*Task to carry out*:
Reproduce the listing word for word. Skip any image.

*The data*:
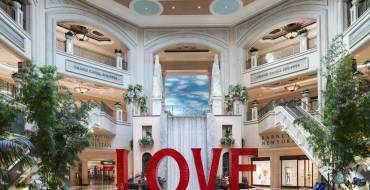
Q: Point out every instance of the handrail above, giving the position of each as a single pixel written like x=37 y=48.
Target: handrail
x=184 y=110
x=7 y=88
x=91 y=55
x=284 y=52
x=8 y=9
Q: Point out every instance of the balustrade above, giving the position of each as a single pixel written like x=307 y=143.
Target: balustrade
x=15 y=10
x=91 y=55
x=281 y=53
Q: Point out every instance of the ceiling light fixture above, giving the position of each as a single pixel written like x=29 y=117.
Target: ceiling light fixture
x=80 y=89
x=292 y=88
x=80 y=32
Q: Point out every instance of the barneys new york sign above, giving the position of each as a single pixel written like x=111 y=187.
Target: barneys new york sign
x=93 y=72
x=280 y=70
x=235 y=167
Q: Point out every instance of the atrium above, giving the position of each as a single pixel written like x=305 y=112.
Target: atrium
x=146 y=75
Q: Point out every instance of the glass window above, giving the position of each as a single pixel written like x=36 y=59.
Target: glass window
x=186 y=94
x=262 y=175
x=297 y=171
x=225 y=164
x=289 y=173
x=145 y=160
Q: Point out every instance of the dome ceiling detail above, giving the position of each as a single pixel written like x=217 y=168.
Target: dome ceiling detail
x=163 y=13
x=184 y=7
x=146 y=7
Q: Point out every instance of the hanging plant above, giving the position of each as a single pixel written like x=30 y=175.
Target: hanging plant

*Solution to the exercise*:
Q: Point out every instance of the handrail above, giving the position of each as a single pixel written like x=37 y=48.
Target: handrail
x=184 y=110
x=7 y=88
x=91 y=55
x=284 y=52
x=8 y=9
Q: Point out every instance of the balustrade above, giving the position of each as a single pixel written like x=307 y=143.
Target: balustrade
x=15 y=10
x=91 y=55
x=281 y=53
Q: Point out every instance of the ceiling light fixture above, giving the position of each as a single pixel written like x=29 y=117.
Target: ceiling light fixture
x=80 y=89
x=292 y=88
x=80 y=32
Q: Point out every instance of the barneys new york sign above, giving the position of each as a single pixel written like x=111 y=187.
Target: barneys new york sign
x=93 y=72
x=280 y=70
x=235 y=167
Q: Point out every instance of the atrium above, giving the position of each as a single pixel written like x=305 y=112.
Target: atrium
x=146 y=75
Q: Point out every instance of the glass window above, giving the position of each as a single pixel written like x=36 y=59.
Target: glass window
x=186 y=94
x=262 y=175
x=297 y=171
x=225 y=164
x=289 y=173
x=145 y=160
Q: Point out every instance of the dome ceiling detail above, giving the position of each as a single pixel written like x=217 y=168.
Target: dome ceiling detail
x=163 y=13
x=184 y=7
x=146 y=7
Q: Point out every instance of the hanging plant above, giving the position of each as a single pixel written like x=30 y=175.
Target: hanging plant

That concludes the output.